## start Extracted information

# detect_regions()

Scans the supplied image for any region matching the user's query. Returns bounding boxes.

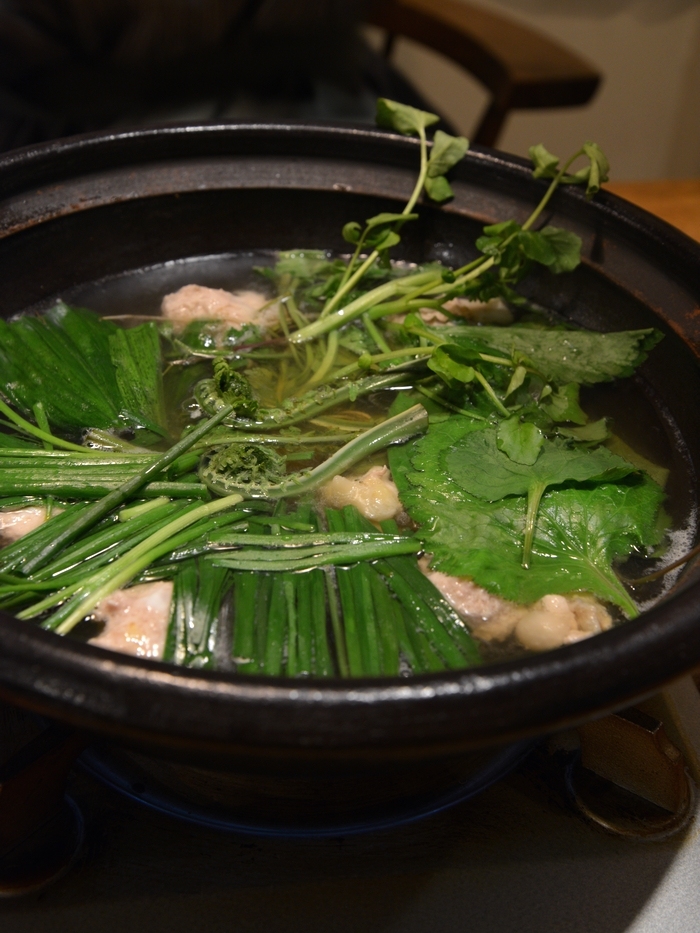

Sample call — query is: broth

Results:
[0,251,695,675]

## end Extracted information

→ What you are asked to do: Reproduce the data above word for word and line for line, leaving out the picture.

→ Response:
# detect_regions()

Scans the supplied image for any region matching the user's query. Returns bounding boxes.


Sample call — query is: broth

Results:
[0,251,695,675]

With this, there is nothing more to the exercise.